▸ Extracted data:
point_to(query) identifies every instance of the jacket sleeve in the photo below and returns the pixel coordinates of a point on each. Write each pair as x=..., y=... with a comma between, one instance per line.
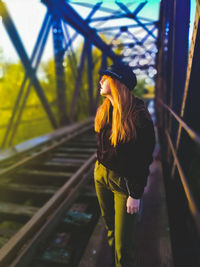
x=139, y=159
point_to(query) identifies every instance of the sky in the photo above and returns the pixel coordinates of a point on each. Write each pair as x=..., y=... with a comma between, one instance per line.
x=29, y=14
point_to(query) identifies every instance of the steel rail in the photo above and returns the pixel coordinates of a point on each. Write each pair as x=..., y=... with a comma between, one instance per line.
x=192, y=205
x=45, y=149
x=10, y=249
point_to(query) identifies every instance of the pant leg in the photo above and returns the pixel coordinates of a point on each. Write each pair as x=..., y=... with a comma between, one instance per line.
x=106, y=200
x=125, y=226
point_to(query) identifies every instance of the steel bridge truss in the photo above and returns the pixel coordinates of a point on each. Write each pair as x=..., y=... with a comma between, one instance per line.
x=137, y=41
x=178, y=112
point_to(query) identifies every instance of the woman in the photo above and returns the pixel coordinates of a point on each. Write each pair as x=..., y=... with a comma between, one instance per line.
x=125, y=142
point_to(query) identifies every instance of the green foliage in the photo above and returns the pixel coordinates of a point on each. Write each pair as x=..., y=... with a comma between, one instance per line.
x=34, y=120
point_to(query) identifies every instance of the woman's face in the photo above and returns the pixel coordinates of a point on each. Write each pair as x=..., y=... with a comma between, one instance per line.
x=105, y=87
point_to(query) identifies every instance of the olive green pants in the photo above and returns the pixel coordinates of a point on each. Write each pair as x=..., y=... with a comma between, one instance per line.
x=112, y=196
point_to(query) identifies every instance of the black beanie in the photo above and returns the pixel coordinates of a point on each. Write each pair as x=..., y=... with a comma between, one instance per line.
x=123, y=73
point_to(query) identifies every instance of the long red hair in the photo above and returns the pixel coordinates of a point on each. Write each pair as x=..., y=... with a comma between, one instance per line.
x=124, y=117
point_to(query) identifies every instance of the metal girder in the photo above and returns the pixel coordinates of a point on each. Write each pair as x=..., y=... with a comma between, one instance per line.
x=59, y=69
x=35, y=58
x=20, y=94
x=90, y=75
x=120, y=27
x=72, y=17
x=78, y=84
x=131, y=15
x=14, y=36
x=181, y=164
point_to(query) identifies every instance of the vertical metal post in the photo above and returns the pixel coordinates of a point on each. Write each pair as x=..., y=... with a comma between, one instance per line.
x=60, y=73
x=90, y=77
x=180, y=56
x=78, y=84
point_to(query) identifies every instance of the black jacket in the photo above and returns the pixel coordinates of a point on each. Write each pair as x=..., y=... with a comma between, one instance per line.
x=131, y=159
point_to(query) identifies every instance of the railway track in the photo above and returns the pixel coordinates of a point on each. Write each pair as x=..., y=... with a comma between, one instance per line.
x=48, y=205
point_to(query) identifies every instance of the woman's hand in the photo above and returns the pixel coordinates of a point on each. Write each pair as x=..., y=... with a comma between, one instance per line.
x=132, y=205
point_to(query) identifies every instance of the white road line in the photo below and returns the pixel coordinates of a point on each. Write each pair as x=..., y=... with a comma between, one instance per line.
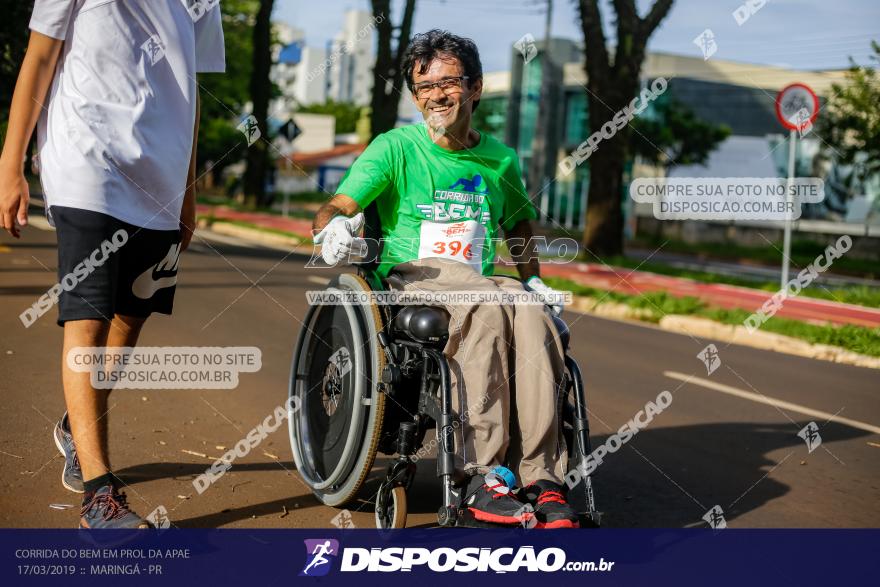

▸ What is needed: From the line containing "point_to(query) identifies every instance of the black jacket" through the final line of the listing, copy every line exactly and nothing else. Skip the pictures.

▸ Output for this exercise:
point_to(query) identifies every instance of the black jacket in the photo above and returns the pixel coordinates of a point on each. Write each pair as x=..., y=... with a comma between, one instance per line.
x=131, y=159
point_to(query) identifies every instance of the railway track in the photo above and returns the pixel coordinates of a point on each. Write each pair as x=..., y=... with a comma between, one instance per line.
x=48, y=205
point_to(query) identifies every instance of the woman's hand in the photo above and returns the pixel coordinates of a point on each. Write each pair as x=..., y=... with a comma between, one instance per line.
x=132, y=205
point_to(query) identifies every instance of the white road line in the photo below and returns the pixel coordinates of a point on each. Write each pair as x=..., y=... with a comma between, one instance per line.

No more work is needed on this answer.